• Zu bearbeitende Datensätze:

______

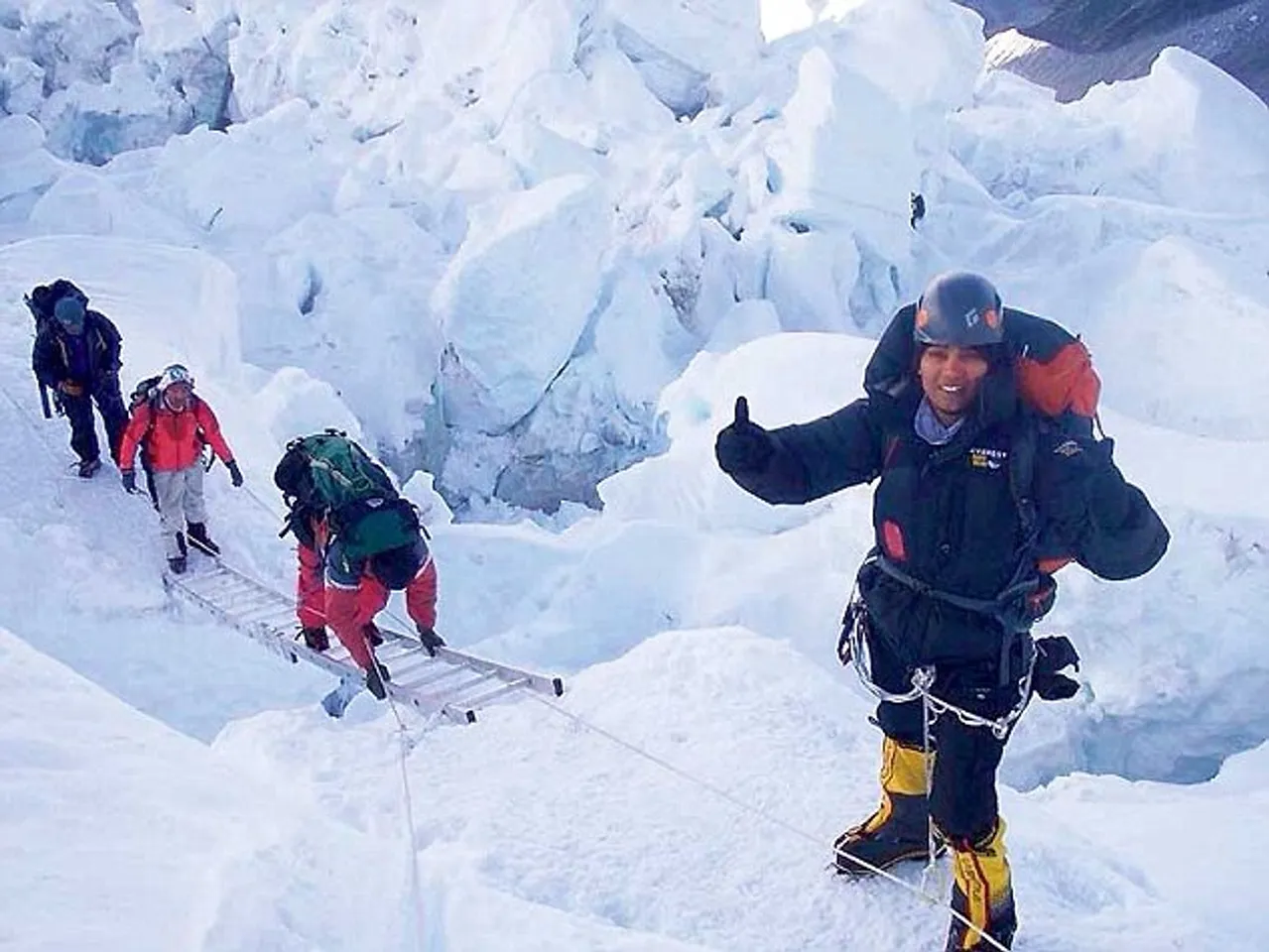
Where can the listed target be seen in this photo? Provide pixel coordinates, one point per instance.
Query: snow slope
(526, 246)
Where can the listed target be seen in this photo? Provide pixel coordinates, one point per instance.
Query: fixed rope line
(756, 811)
(404, 748)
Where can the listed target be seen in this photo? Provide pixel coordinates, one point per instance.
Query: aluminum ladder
(451, 683)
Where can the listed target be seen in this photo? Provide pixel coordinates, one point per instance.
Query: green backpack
(328, 476)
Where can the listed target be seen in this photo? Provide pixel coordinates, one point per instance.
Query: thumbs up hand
(742, 446)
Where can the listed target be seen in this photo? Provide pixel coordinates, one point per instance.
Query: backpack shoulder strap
(1022, 473)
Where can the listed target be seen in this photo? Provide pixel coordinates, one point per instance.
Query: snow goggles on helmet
(174, 374)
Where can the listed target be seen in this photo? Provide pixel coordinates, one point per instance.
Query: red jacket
(176, 438)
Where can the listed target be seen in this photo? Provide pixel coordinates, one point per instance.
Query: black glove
(1052, 654)
(317, 638)
(742, 446)
(1108, 497)
(431, 641)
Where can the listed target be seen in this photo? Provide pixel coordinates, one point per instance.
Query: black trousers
(78, 411)
(963, 788)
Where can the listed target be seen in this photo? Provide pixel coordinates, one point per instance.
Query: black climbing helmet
(959, 309)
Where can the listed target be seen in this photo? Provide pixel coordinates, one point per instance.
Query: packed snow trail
(82, 577)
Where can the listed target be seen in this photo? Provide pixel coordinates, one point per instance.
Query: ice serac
(677, 47)
(517, 297)
(108, 77)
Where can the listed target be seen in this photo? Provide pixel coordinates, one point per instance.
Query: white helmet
(176, 373)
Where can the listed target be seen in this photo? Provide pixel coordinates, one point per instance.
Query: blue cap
(69, 313)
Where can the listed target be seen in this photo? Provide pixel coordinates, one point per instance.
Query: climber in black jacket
(977, 496)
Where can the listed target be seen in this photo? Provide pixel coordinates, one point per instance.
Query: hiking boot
(317, 638)
(431, 641)
(900, 828)
(376, 678)
(199, 538)
(982, 892)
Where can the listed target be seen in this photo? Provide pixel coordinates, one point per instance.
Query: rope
(404, 750)
(758, 813)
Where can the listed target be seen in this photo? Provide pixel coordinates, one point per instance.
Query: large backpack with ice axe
(41, 301)
(330, 478)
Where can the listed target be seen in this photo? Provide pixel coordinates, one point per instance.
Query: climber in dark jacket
(76, 354)
(957, 575)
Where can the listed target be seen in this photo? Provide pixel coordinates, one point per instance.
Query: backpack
(44, 298)
(146, 392)
(1055, 378)
(330, 477)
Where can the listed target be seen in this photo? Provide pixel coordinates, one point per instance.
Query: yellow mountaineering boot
(899, 829)
(982, 892)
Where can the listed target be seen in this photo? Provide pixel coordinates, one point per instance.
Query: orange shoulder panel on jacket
(1065, 383)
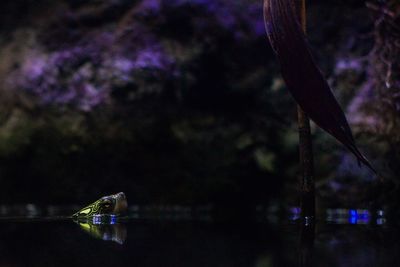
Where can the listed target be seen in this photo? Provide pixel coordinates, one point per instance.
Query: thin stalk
(305, 144)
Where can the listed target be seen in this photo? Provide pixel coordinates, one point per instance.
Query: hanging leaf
(302, 76)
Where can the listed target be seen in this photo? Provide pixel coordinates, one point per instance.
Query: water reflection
(352, 237)
(107, 232)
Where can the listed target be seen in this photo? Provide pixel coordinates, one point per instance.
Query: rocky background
(178, 101)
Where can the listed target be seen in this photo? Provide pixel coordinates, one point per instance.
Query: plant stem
(305, 144)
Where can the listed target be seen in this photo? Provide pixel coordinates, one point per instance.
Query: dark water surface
(57, 241)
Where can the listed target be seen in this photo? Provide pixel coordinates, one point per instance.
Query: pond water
(348, 238)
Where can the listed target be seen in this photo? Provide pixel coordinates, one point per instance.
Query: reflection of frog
(109, 205)
(99, 219)
(107, 232)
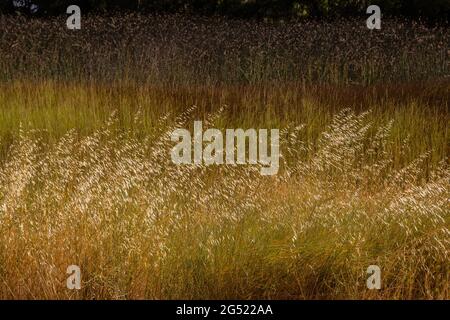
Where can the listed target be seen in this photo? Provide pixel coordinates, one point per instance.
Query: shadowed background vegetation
(86, 176)
(434, 9)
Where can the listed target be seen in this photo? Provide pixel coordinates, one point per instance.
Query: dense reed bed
(195, 50)
(86, 176)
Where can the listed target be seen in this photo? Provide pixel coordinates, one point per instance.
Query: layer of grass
(86, 176)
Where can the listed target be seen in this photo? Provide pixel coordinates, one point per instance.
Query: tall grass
(141, 227)
(86, 176)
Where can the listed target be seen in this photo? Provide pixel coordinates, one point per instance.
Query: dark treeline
(432, 9)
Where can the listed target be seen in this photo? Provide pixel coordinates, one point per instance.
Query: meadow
(86, 177)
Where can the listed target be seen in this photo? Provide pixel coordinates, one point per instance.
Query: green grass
(86, 176)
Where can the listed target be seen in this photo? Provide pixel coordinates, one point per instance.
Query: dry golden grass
(86, 176)
(351, 192)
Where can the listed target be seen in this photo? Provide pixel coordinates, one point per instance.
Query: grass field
(86, 176)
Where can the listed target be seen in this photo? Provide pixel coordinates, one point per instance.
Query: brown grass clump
(86, 177)
(141, 227)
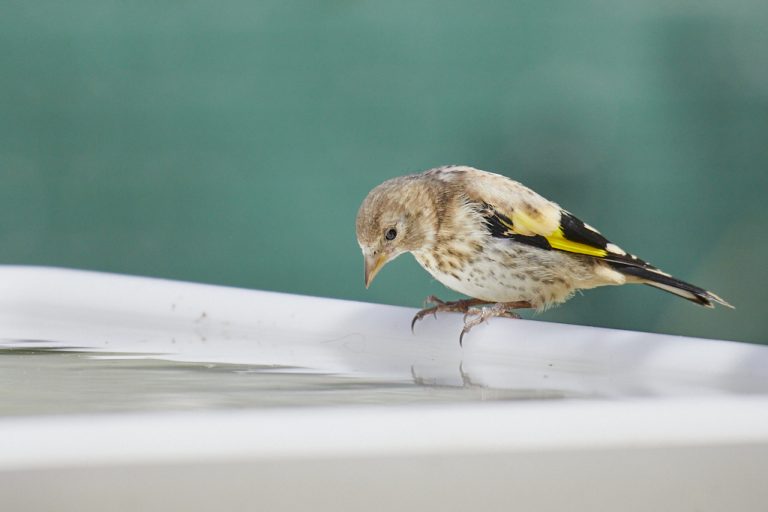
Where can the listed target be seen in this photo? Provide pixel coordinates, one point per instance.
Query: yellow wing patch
(525, 225)
(558, 241)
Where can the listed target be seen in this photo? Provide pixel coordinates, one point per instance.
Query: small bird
(498, 242)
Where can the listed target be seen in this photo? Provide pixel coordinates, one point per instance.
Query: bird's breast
(502, 271)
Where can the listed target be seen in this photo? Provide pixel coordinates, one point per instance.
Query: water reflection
(40, 380)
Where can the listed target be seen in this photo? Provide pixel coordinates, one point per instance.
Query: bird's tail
(654, 277)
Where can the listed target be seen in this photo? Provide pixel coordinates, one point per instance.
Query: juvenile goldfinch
(497, 241)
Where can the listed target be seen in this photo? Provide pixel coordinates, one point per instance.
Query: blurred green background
(232, 142)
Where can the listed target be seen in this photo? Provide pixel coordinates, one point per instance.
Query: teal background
(232, 142)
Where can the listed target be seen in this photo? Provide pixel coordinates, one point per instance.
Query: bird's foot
(476, 316)
(458, 306)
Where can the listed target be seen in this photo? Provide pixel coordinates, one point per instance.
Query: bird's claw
(439, 305)
(476, 316)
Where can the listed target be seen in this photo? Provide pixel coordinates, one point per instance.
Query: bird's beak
(373, 264)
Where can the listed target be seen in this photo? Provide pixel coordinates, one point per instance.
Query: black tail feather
(658, 279)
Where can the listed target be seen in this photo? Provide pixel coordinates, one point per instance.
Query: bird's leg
(458, 306)
(473, 317)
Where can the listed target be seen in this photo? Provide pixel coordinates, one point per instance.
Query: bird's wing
(514, 211)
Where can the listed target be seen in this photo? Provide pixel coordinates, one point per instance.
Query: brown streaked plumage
(498, 242)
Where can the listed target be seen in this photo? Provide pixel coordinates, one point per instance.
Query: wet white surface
(120, 372)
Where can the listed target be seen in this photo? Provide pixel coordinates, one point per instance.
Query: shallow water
(63, 381)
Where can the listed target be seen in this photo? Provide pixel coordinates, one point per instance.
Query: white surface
(677, 423)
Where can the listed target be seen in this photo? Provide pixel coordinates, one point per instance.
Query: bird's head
(397, 216)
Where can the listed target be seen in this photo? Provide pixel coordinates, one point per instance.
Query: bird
(498, 242)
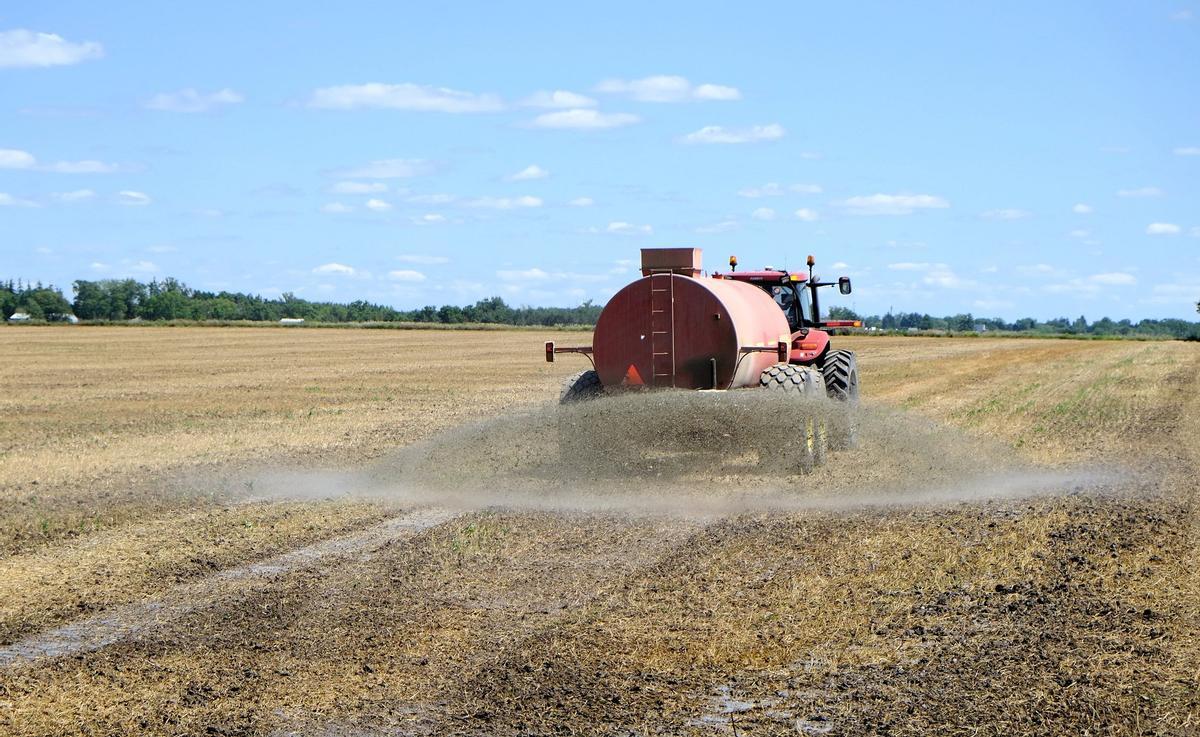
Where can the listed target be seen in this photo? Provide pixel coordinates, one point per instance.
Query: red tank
(676, 328)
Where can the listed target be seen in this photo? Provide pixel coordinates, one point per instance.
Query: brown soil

______

• Aufgabenstellung:
Entnehmen Sie den Datensätzen den Abschnitt, der mit ihrem Anfang beginnt und mit der Zeile schließt, die "(1022, 473)" enthält. Beide Grenzzeilen gehören dazu. Geben Sie die Zeilen unverändert wieder, lassen Sie die Bilder in der Antwort jedoch weg.

• Antwort:
Where can the listed target be seen in this photo? Provide pixel coordinates, one point per instance.
Query: snow slope
(526, 246)
Where can the listed target be seen in this photo? Provide pixel coordinates, one point per instance.
Query: fixed rope line
(756, 811)
(404, 748)
Where can the listed target be seen in this photo? Provide pixel coordinates, one point per instance.
Query: aluminum ladder
(451, 683)
Where can the listed target be seen in this photo? Provide pixel coordinates, one point per instance.
Query: green backpack
(328, 476)
Where can the listed target be seen in this photo? Provide pixel coordinates, one point per instance.
Query: thumbs up hand
(742, 446)
Where can the listed target be seen in this photo? Provide pixel coordinates, one point per instance.
Query: backpack shoulder strap
(1022, 473)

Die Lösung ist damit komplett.